* **Problem A**
Extract the passage on spaceborne radar missions below in full, word for word.

* **Selected excerpt**

* start *

The SRTM mission objective [24] was the derivation of a Digital Elevation Model (DEM) with coverage of the Earth’s land surfaces between the latitudes of −54° and +60°, (80% of the land masses) for applications in studies on flooding, erosion, landslide hazards and earthquakes. SRTM DEM meets ITHD-2 (Interferometric Terrain Height Data -2) specifications: 30 m × 30 m pixel, 16 m absolute vertical linear accuracy (90%), 20 m absolute horizontal radial accuracy (90%). SRTM was launched on 11 February 2000, on board STS-99. It was operated for 11 days on a circular repeat orbit (altitude 233 km, inclination 57°).

2.1.3. US Military SAR Missions

For completeness, US military space SAR missions are also introduced, although useful information from the radar point-of-view (frequency, resolutions, operational modes, etc.) is unavailable. The US military were the first to experiment with spaceborne SAR with their Project QUILL satellite [8]. QUILL was launched on a Lockheed AGENA D launcher and the launcher upper stage was utilized as a satellite.
KP-II SAR was operated at an altitude of about 240 km from the launch on 21 December 1964, to the satellite reentry on 11 January 1965. This project remained classified until 2012, but it did produce the first ever SAR images from orbit, achieving resolutions of about 2.3 m (azimuth) and 24 m (range).

* end *

* **Source material**
* start *

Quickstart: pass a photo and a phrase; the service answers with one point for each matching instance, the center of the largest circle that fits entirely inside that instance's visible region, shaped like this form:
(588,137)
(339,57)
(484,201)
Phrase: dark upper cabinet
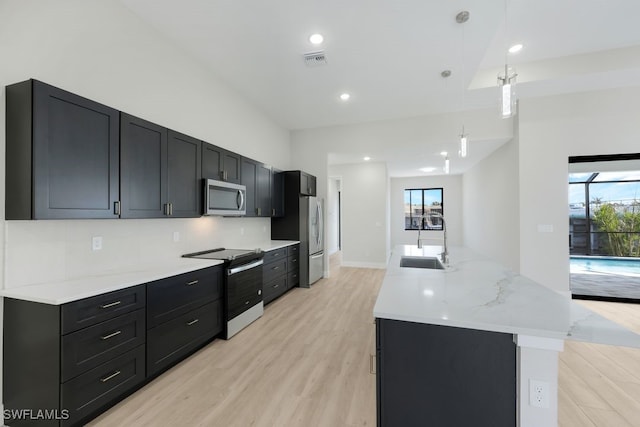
(220,164)
(160,171)
(143,175)
(257,178)
(183,180)
(249,174)
(277,193)
(61,154)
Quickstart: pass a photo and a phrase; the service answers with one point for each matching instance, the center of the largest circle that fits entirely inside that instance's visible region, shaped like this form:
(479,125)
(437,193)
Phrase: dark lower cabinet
(279,272)
(183,313)
(430,375)
(62,154)
(73,374)
(64,364)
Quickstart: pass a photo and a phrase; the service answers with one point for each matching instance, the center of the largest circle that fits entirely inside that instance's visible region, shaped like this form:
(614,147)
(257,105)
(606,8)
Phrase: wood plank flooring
(306,363)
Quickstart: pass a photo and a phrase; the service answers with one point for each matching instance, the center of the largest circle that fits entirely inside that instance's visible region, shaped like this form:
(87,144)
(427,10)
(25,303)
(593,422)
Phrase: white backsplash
(46,251)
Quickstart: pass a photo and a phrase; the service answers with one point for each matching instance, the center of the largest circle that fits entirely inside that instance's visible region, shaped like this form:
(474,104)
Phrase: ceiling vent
(315,59)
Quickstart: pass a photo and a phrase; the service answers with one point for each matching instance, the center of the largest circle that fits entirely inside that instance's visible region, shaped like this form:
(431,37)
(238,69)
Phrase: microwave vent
(315,59)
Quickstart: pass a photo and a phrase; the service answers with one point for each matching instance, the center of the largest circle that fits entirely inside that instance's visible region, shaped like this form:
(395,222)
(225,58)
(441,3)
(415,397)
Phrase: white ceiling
(389,54)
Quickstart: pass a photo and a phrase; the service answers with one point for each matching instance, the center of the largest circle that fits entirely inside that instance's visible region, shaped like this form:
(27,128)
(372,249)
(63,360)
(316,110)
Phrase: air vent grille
(315,59)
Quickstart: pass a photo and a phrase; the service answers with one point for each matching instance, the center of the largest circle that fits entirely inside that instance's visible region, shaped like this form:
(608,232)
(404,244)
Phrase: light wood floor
(306,363)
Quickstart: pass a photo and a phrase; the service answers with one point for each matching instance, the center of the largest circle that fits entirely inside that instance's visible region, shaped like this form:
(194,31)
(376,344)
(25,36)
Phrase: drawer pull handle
(106,337)
(113,304)
(115,374)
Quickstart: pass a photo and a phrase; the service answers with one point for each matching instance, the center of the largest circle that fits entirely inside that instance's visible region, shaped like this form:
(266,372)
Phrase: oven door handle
(245,267)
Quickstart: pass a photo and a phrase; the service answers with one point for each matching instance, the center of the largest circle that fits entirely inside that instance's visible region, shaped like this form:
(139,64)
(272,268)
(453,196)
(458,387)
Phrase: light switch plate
(96,243)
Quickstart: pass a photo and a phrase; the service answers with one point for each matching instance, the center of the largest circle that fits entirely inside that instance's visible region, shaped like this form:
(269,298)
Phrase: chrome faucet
(444,256)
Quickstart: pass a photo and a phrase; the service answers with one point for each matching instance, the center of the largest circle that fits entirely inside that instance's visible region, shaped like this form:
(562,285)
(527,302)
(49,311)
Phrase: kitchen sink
(432,263)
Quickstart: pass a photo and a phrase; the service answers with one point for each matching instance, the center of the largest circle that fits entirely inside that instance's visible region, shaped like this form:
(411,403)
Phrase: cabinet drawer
(273,270)
(275,255)
(92,346)
(173,340)
(92,390)
(293,279)
(274,289)
(292,263)
(89,311)
(177,295)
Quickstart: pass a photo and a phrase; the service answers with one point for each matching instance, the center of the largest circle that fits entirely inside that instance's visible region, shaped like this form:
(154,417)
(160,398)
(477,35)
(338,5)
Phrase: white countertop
(477,293)
(62,292)
(272,245)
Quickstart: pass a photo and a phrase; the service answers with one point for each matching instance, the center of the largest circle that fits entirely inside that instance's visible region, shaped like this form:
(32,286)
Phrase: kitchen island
(475,343)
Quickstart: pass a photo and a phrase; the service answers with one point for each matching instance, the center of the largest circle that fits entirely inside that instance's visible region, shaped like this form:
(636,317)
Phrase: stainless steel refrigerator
(316,239)
(303,220)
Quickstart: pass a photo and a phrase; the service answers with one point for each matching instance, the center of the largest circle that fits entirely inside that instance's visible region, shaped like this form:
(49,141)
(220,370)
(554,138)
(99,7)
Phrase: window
(423,203)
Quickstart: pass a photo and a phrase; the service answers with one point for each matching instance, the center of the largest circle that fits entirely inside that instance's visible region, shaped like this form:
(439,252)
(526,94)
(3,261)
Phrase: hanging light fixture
(463,144)
(461,18)
(507,81)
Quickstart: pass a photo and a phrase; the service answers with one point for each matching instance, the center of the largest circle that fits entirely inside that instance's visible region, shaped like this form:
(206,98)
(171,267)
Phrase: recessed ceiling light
(316,38)
(515,48)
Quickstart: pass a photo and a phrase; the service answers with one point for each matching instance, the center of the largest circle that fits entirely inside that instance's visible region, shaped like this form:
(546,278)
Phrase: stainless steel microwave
(224,198)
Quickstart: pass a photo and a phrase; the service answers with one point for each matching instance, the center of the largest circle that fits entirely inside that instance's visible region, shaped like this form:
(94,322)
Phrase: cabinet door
(183,176)
(211,161)
(277,193)
(75,156)
(263,190)
(231,166)
(249,174)
(143,161)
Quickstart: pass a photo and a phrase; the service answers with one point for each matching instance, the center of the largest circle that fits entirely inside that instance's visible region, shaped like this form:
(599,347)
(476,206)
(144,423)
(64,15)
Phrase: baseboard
(364,264)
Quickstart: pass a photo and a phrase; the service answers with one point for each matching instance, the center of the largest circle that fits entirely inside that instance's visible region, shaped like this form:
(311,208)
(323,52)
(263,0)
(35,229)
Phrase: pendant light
(461,18)
(507,81)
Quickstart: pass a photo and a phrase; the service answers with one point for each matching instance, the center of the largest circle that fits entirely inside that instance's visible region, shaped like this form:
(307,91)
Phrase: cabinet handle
(115,374)
(112,304)
(106,337)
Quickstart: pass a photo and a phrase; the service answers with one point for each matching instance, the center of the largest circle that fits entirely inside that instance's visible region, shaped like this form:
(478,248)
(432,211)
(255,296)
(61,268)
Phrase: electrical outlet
(96,243)
(538,394)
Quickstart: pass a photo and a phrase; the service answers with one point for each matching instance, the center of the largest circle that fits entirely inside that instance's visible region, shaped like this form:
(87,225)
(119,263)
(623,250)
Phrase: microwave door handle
(241,199)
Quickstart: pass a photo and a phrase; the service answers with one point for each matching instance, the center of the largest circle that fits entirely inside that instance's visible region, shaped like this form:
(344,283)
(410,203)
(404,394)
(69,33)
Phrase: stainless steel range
(242,288)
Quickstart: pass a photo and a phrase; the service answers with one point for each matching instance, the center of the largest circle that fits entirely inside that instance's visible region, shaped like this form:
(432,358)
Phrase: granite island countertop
(475,292)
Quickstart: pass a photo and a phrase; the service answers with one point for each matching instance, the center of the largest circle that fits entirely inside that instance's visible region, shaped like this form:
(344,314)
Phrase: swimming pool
(605,265)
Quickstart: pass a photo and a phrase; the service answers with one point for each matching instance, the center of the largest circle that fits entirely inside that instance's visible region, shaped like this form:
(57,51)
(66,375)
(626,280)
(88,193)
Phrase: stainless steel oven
(242,287)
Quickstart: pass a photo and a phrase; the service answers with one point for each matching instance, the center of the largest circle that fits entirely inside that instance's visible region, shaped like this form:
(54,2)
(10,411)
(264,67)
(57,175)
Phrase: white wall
(364,214)
(453,209)
(333,214)
(551,130)
(492,206)
(104,52)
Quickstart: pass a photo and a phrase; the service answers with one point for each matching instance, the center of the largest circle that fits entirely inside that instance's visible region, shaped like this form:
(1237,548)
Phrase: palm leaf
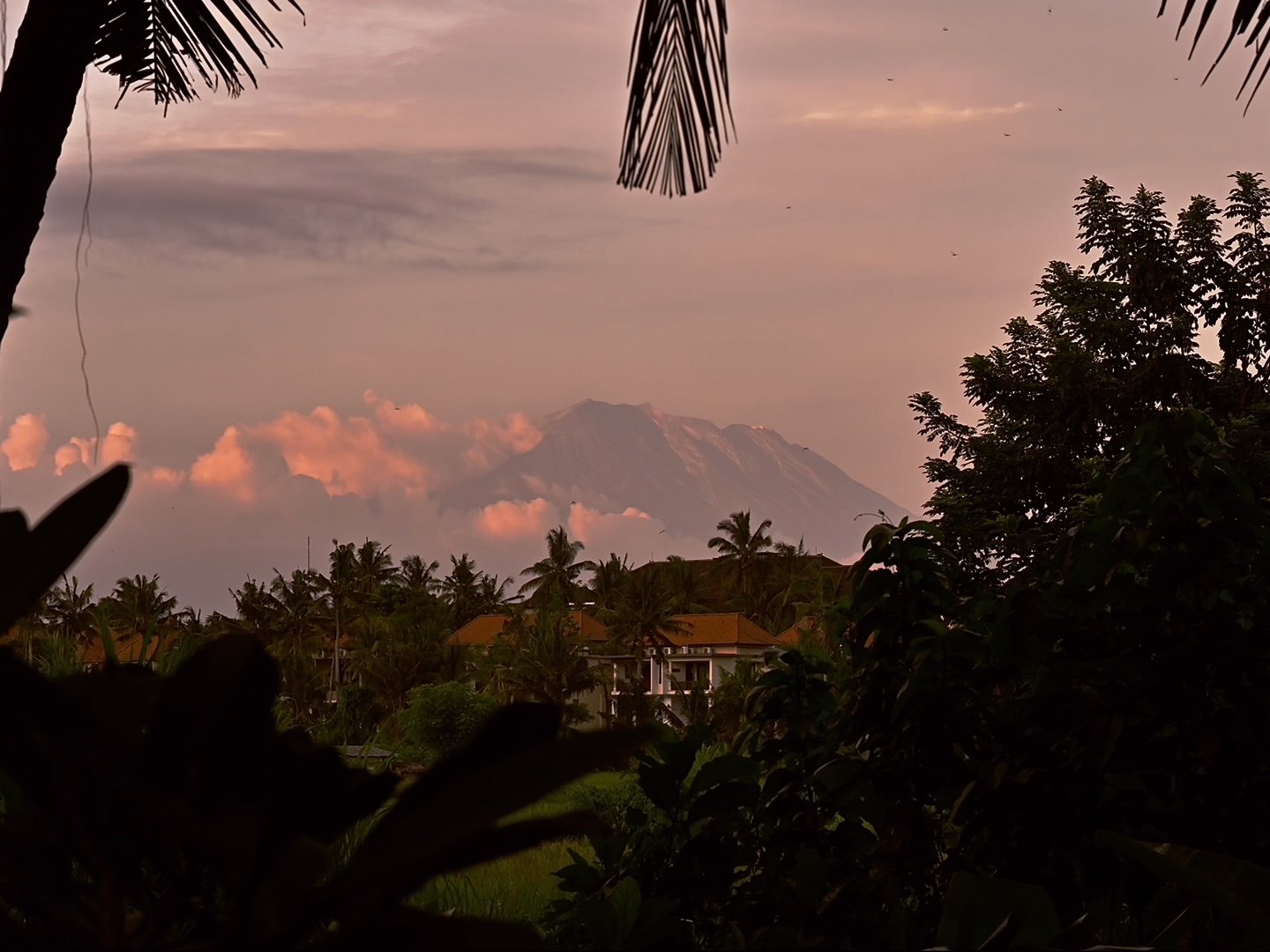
(1250,17)
(678,109)
(167,46)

* end *

* **Problem B**
Pull out every line of the listing above that contains the string "wood", treating uppercase and lowercase as different.

* **Written response A**
The SRTM mission objective [24] was the derivation of a Digital Elevation Model (DEM) with coverage of the Earth’s land surfaces between the latitudes of −54° and +60°, (80% of the land masses) for applications in studies on flooding, erosion, landslide hazards and earthquakes. SRTM DEM meets ITHD-2 (Interferometric Terrain Height Data -2) specifications: 30 m × 30 m pixel, 16 m absolute vertical linear accuracy (90%), 20 m absolute horizontal radial accuracy (90%). SRTM was launched on 11 February 2000, on board STS-99. It was operated for 11 days on a circular repeat orbit (altitude 233 km, inclination 57°).

2.1.3. US Military SAR Missions

For completeness, US military space SAR missions are also introduced, although useful information from the radar point-of-view (frequency, resolutions, operational modes, etc.) is unavailable. The US military were the first to experiment with spaceborne SAR with their Project QUILL satellite [8]. QUILL was launched on a Lockheed AGENA D launcher and the launcher upper stage was utilized as a satellite.
KP-II SAR was operated at an altitude of about 240 km from the launch on 21 December 1964, to the satellite reentry on 11 January 1965. This project remained classified until 2012, but it did produce the first ever SAR images from orbit, achieving resolutions of about 2.3 m (azimuth) and 24 m (range).

* **Written response B**
Phrase: wood plank flooring
Phrase: light wood floor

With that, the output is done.